┌─ TEXT
Educational and psychological guidance The bond with school and teachers
In Japan, the municipalities have a local education committee (kydiku iinkai) and an administrative apparatus headed by a director of education (kyoikucho). The kyoikucho supervises local or prefectural administrative services of education. This administrator appointed by the kyoiku iinkai is under the control of the elected officials of the local or prefectural assembly.
The school head (kôchô) exercises his authority by delegation of the kyôiku iinkai. The prefecture issues guidelines and recommendations that influence local choices. The statutory working week of teachers is 40 hours at the national level but, in reality, teachers work between 52 hours and 60 hours per week: 20 hours are devoted to teaching, and more than half their time is devoted to meetings and various commissions (Satô 2007: 22, Lévi-Alvarès 2007: 157). Teachers have a bachelor’s degree (4 years in Japan) and are recruited by exams set up in each prefecture: they hold their position only in this prefecture, which is a significant difference compared to many countries. They are transferred, within the same prefecture, every 6-7 years, and every 3-4 years for their colleagues who have become heads of institutions. This development dates from the early 2000s, because previously, teachers remained in the same district all their lives.
└─
WORK TO DO:
a – List every figure in hours that the text on Japanese schools gives, and say what each one measures.
b – From the text on Japanese schools, extract the passage from "Educational and psychological" to "or prefectural assembly." word for word.
┌─ RECORD SET
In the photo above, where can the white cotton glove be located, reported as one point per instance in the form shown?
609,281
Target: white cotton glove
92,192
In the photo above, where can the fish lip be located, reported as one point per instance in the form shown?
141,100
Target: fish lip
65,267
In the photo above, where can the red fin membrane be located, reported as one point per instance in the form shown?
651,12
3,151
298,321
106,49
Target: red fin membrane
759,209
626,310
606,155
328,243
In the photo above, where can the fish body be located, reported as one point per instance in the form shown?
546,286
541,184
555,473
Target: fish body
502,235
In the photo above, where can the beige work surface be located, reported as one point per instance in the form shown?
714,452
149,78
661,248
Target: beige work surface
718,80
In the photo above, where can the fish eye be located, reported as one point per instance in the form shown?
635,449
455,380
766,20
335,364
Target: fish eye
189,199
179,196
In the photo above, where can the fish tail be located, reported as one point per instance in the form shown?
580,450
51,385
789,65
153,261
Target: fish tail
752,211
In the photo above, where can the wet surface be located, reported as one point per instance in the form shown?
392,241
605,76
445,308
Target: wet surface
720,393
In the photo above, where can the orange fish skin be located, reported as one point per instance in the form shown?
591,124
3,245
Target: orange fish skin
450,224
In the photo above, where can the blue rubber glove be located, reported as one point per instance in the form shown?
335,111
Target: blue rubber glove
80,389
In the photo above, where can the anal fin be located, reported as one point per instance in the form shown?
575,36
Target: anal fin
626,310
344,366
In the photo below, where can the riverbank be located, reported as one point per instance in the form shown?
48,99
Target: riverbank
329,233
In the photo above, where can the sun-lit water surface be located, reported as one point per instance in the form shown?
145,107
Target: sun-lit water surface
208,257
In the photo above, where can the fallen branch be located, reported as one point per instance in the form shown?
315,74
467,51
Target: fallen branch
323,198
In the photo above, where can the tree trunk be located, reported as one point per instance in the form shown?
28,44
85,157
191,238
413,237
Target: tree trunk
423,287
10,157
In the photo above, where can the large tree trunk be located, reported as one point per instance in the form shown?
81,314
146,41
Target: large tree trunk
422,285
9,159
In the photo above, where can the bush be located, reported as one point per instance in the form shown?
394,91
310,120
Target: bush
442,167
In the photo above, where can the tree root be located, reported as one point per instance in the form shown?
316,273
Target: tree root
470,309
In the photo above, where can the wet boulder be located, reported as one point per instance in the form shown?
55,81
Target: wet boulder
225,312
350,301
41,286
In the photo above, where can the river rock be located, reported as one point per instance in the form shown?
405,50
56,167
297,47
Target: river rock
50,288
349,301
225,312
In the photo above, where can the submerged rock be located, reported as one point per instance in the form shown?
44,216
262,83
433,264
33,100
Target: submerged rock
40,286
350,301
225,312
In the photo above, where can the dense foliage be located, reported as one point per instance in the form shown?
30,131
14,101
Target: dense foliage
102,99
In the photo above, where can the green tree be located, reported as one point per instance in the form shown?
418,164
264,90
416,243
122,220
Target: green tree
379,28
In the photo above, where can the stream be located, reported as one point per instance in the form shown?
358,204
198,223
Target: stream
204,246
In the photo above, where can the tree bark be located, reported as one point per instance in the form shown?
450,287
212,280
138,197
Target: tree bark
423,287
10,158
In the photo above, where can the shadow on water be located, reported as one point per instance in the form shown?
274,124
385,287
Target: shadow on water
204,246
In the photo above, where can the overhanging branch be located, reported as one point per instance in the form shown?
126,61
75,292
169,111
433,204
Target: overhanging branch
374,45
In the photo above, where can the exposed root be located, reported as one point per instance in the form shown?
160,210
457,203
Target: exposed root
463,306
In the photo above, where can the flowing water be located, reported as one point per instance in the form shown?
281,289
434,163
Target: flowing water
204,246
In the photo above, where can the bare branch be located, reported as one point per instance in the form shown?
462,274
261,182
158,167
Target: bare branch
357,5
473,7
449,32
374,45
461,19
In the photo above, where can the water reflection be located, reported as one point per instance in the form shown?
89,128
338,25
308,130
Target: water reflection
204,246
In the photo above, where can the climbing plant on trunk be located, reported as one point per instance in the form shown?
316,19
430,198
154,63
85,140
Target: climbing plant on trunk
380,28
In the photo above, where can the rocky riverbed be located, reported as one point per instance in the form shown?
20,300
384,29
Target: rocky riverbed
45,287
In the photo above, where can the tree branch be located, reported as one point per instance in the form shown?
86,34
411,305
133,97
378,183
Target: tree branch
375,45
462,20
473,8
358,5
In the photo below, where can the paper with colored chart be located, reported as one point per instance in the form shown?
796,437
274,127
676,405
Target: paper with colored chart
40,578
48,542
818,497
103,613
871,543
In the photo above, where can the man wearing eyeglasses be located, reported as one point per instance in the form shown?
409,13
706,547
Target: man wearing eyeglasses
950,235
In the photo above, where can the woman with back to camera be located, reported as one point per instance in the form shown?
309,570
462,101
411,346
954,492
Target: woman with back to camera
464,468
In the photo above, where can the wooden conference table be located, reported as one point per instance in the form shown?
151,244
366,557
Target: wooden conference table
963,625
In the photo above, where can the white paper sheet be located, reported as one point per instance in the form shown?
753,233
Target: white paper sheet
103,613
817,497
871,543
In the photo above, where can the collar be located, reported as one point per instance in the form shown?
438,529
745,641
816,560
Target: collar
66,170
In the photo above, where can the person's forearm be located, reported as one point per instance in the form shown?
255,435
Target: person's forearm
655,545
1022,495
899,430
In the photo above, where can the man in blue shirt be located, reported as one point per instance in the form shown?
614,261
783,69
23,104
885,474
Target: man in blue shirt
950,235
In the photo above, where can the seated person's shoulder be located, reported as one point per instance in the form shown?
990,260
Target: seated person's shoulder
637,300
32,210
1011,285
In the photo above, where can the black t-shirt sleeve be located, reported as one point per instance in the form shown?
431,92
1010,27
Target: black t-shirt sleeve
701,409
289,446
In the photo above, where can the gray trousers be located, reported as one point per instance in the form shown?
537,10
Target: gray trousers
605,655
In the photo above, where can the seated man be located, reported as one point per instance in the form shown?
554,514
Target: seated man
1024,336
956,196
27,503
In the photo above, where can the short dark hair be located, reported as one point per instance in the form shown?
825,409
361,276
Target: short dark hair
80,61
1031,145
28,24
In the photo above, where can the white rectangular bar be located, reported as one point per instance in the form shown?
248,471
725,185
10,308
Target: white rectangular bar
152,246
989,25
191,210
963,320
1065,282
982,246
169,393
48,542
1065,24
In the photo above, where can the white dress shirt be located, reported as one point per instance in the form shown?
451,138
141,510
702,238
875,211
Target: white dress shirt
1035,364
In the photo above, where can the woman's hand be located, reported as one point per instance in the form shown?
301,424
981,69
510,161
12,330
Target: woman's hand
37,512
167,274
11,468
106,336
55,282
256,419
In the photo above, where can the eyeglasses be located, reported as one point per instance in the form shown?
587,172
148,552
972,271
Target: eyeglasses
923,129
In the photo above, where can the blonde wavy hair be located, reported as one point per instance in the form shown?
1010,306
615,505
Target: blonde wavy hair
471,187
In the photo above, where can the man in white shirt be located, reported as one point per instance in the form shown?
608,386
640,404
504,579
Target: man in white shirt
└─
TASK ANSWERS:
a –
- 40 hours: the statutory working week of teachers at the national level
- 52 to 60 hours: the hours teachers actually work per week
- 20 hours: the weekly hours devoted to teaching

b –
Educational and psychological guidance The bond with school and teachers
In Japan, the municipalities have a local education committee (kydiku iinkai) and an administrative apparatus headed by a director of education (kyoikucho). The kyoikucho supervises local or prefectural administrative services of education. This administrator appointed by the kyoiku iinkai is under the control of the elected officials of the local or prefectural assembly.